Robinhood did not detail what kind of options its users have been buying, and did not comment on a follow-up question from Barron’s looking for details about those trades.
To boost its earnings in the future, Robinhood will either have to revamp its business model—earning more from plain-vanilla investing or customer deposit—or it will have to ride a new investment wave.
Asked by an investor on the earnings call about retirement accounts, Tenev said that the company was “committed to” adding retirement accounts in the future. But there are few other signs that Robinhood is reorienting its business, aside from continued growth in its cash management product that may help it earn more interest income. That leaves the company waiting for a new investing fad to take hold.
To catch the next rising star, Robinhood could run afoul of regulators, however. For instance, Tenev and CFO Jason Warnick said that they were being cautious about adding new cryptocurrencies given that the Securities and Exchange Commission has warned that many coins are actually unregistered securities, meaning that it’s illegal to trade them without giving investors additional disclosures.

[Stored dataset rows]

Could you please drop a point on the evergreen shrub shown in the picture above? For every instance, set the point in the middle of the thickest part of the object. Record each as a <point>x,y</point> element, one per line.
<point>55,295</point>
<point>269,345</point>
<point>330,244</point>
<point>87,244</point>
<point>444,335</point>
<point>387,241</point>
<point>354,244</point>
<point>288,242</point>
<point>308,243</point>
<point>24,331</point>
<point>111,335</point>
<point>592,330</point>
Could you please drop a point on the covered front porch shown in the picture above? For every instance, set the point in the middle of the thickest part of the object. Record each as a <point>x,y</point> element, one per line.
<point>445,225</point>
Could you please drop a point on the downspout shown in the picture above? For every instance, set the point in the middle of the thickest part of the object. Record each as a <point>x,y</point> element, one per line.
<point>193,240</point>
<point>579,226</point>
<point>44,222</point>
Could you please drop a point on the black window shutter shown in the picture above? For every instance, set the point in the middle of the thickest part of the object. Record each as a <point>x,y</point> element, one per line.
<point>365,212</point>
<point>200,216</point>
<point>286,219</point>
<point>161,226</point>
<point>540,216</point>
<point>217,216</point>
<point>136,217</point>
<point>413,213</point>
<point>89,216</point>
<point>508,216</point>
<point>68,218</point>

(COMPLETE THE FOLLOWING)
a: List every organization named in the Robinhood excerpt.
b: Copy the part of the Robinhood excerpt starting with "To boost its" and going on through "new investment wave.", word for word.
These rows were taken from a separate source.

(FINAL RESULTS)
a: Robinhood, Barron's, and the Securities and Exchange Commission

b:
To boost its earnings in the future, Robinhood will either have to revamp its business model—earning more from plain-vanilla investing or customer deposit—or it will have to ride a new investment wave.